··· The input

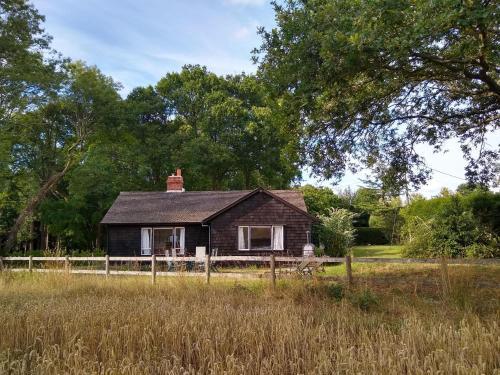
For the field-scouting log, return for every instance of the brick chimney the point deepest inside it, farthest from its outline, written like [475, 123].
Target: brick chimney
[175, 182]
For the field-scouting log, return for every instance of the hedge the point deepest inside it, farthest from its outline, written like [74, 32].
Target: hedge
[370, 236]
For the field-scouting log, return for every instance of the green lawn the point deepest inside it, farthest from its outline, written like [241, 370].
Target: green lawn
[377, 251]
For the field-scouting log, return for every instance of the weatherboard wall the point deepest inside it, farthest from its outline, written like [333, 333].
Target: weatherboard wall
[260, 209]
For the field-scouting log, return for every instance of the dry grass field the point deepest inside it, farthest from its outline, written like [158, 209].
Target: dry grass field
[53, 324]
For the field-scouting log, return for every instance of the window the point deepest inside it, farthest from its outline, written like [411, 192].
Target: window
[179, 238]
[260, 237]
[160, 240]
[243, 238]
[146, 240]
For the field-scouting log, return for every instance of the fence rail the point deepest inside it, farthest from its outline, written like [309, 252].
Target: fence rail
[259, 259]
[206, 264]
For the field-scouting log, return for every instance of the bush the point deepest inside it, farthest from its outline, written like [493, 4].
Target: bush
[370, 236]
[454, 231]
[337, 232]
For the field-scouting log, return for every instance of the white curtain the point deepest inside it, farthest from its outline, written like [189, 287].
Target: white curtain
[241, 238]
[278, 237]
[146, 241]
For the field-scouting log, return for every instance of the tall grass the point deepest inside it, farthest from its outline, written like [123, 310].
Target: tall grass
[54, 324]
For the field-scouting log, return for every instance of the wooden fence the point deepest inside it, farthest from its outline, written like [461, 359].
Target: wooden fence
[205, 265]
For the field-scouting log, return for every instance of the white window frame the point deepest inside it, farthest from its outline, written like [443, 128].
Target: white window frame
[243, 228]
[181, 249]
[249, 232]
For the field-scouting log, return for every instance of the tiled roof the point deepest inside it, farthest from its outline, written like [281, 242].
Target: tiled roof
[185, 207]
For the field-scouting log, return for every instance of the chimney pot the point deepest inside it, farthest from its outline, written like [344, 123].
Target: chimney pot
[175, 182]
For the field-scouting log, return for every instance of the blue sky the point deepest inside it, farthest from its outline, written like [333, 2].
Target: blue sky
[138, 42]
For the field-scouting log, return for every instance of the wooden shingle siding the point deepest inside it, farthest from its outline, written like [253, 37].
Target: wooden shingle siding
[260, 209]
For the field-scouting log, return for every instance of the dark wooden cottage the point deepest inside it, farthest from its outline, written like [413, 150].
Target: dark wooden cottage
[256, 222]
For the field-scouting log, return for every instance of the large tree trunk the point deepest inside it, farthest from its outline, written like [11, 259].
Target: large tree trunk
[33, 204]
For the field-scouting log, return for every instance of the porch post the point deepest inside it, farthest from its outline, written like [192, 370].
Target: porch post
[153, 269]
[207, 268]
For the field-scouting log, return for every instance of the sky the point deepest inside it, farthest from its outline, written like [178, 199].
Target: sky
[138, 42]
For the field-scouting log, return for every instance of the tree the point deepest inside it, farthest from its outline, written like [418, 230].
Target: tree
[337, 232]
[319, 200]
[51, 140]
[373, 79]
[229, 136]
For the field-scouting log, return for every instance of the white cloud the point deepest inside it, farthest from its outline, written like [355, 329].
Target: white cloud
[246, 2]
[242, 32]
[217, 62]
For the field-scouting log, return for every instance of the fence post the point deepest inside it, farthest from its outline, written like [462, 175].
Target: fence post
[348, 270]
[153, 269]
[107, 265]
[273, 271]
[445, 278]
[66, 263]
[207, 268]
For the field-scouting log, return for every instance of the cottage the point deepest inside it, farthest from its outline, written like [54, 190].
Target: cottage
[243, 222]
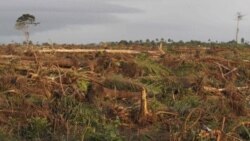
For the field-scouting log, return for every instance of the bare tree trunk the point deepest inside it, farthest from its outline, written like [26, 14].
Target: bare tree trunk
[144, 108]
[237, 31]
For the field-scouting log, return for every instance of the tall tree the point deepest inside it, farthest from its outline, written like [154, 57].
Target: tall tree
[239, 18]
[24, 22]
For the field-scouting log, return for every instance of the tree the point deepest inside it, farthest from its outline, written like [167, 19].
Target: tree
[239, 18]
[24, 22]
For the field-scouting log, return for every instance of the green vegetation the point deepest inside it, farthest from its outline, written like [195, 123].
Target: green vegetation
[193, 88]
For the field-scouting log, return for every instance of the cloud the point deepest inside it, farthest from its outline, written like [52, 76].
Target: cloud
[57, 14]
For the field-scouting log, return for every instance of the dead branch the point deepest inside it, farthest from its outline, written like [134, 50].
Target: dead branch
[233, 70]
[212, 89]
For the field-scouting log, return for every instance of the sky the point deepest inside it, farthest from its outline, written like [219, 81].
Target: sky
[93, 21]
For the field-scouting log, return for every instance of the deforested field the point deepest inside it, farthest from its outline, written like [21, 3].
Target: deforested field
[175, 93]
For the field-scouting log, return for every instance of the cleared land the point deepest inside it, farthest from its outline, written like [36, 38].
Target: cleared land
[125, 94]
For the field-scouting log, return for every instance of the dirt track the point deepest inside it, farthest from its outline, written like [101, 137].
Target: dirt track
[95, 50]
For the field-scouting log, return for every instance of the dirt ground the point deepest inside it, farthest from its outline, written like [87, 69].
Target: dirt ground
[97, 94]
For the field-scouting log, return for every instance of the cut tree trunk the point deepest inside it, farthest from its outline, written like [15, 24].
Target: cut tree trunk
[144, 107]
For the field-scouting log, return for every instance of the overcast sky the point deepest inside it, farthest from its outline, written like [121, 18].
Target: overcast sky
[86, 21]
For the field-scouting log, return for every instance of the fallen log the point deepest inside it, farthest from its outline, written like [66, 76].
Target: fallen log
[212, 89]
[94, 50]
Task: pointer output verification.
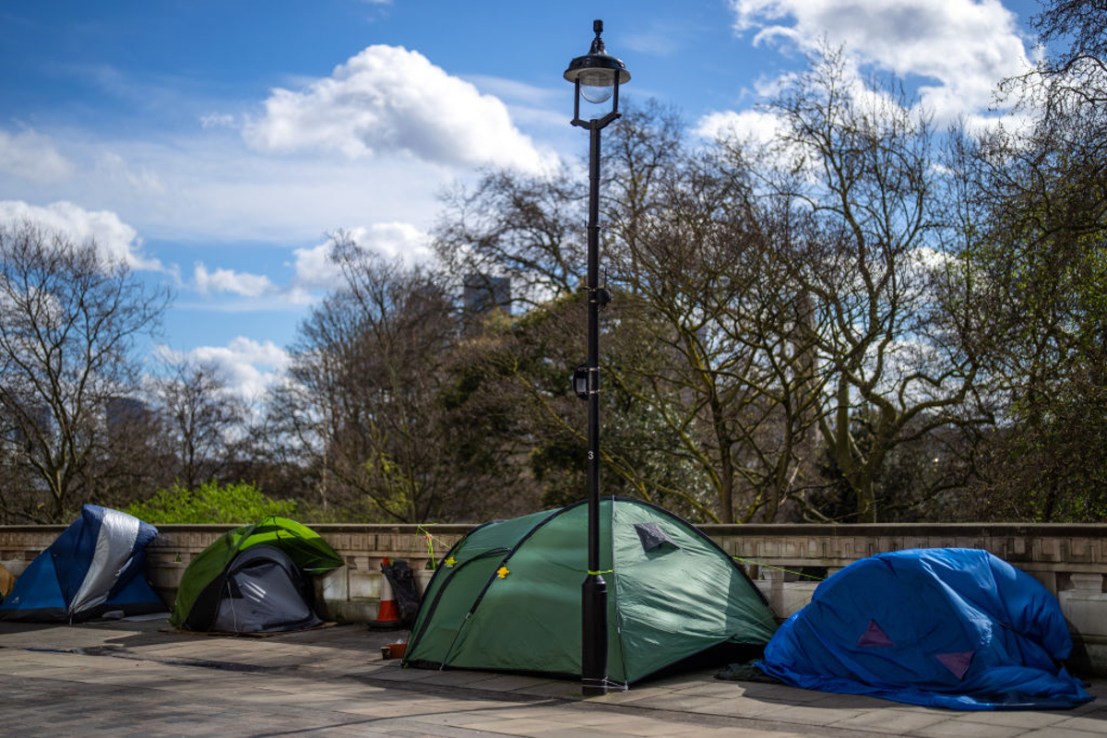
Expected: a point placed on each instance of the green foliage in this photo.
(210, 503)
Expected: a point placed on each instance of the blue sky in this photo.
(214, 144)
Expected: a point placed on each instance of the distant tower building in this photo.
(485, 292)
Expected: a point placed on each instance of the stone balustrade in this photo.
(786, 561)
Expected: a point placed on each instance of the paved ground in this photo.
(136, 678)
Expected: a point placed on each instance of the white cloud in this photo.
(754, 127)
(30, 155)
(388, 99)
(227, 280)
(393, 240)
(960, 49)
(115, 239)
(248, 366)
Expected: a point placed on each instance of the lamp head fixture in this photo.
(597, 74)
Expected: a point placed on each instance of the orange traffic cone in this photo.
(388, 614)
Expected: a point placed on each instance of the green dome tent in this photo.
(205, 580)
(508, 595)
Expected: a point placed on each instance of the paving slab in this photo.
(120, 678)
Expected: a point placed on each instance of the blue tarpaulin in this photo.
(943, 627)
(95, 567)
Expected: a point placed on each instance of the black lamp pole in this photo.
(596, 78)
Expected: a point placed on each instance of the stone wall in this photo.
(785, 561)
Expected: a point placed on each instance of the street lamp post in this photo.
(596, 78)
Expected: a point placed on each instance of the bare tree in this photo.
(867, 248)
(380, 405)
(205, 423)
(70, 320)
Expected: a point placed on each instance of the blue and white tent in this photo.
(943, 627)
(95, 567)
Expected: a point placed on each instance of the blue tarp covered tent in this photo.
(96, 565)
(942, 627)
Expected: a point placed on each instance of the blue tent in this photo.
(941, 627)
(96, 565)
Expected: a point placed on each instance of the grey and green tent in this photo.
(508, 595)
(254, 579)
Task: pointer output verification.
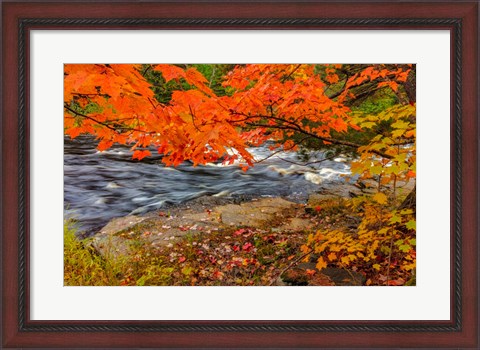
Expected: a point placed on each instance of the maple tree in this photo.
(212, 119)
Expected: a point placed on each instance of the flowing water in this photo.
(99, 186)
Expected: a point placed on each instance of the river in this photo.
(99, 186)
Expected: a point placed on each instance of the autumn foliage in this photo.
(289, 104)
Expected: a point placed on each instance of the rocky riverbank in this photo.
(220, 218)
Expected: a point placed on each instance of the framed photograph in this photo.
(132, 212)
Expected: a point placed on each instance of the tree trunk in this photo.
(410, 202)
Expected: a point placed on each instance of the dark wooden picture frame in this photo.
(460, 18)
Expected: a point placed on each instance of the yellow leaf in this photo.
(332, 256)
(321, 264)
(380, 198)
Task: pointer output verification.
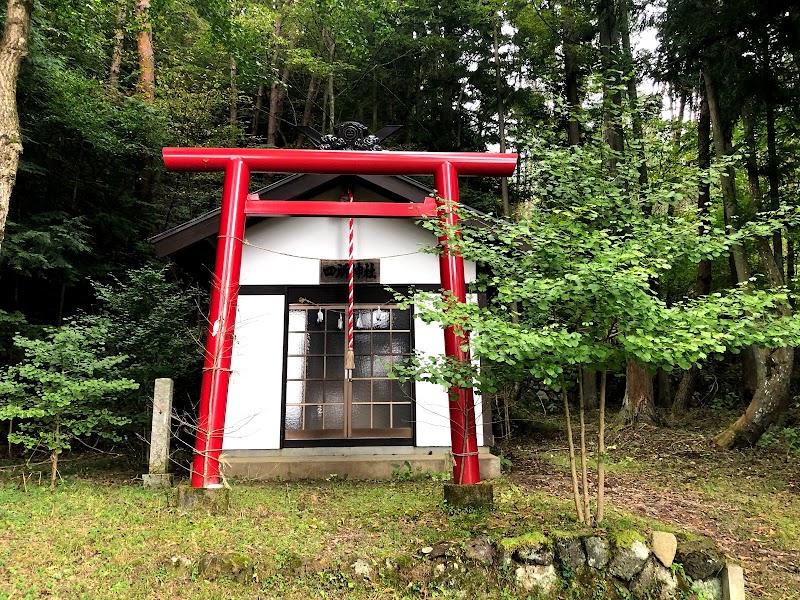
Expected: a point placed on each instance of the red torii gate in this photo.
(237, 163)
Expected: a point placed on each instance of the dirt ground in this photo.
(748, 502)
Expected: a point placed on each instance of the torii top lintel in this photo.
(343, 162)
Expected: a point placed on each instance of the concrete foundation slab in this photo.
(354, 463)
(157, 480)
(211, 500)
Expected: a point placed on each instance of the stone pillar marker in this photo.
(733, 582)
(160, 435)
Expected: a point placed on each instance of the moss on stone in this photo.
(528, 540)
(624, 538)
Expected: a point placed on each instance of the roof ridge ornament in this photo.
(349, 135)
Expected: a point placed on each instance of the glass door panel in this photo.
(321, 402)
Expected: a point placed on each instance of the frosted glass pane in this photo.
(361, 391)
(381, 390)
(297, 320)
(380, 343)
(401, 319)
(294, 392)
(294, 417)
(316, 343)
(401, 391)
(361, 343)
(381, 366)
(336, 342)
(295, 367)
(334, 392)
(297, 343)
(313, 417)
(363, 366)
(335, 367)
(401, 343)
(381, 414)
(313, 320)
(314, 391)
(380, 318)
(361, 416)
(332, 319)
(334, 416)
(315, 367)
(362, 319)
(401, 415)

······

-- Request --
Exactly as written, give the line containing "Expected: a point placed on each instance of the stone pillar" and all remaining lines of the records.

-- Written reply --
Expected: a point placed on each instance of the stone pillar marker in this photo.
(733, 582)
(160, 435)
Expected: a point placed on each instance of the moss on stone in this photo.
(528, 540)
(624, 538)
Expected: a point placed on each instance of the roof ridge ornament in this photo.
(349, 135)
Expected: a point placed on each instance of the glass door panel in this photo.
(321, 402)
Expected: a point placed on each instance of the frosted glass pane in this photo.
(361, 391)
(381, 390)
(297, 320)
(380, 343)
(401, 319)
(294, 392)
(294, 417)
(316, 343)
(401, 391)
(361, 343)
(381, 366)
(336, 342)
(295, 367)
(334, 392)
(297, 343)
(313, 417)
(363, 366)
(335, 367)
(401, 343)
(381, 414)
(313, 320)
(314, 391)
(380, 318)
(361, 416)
(332, 319)
(334, 416)
(315, 367)
(362, 319)
(401, 415)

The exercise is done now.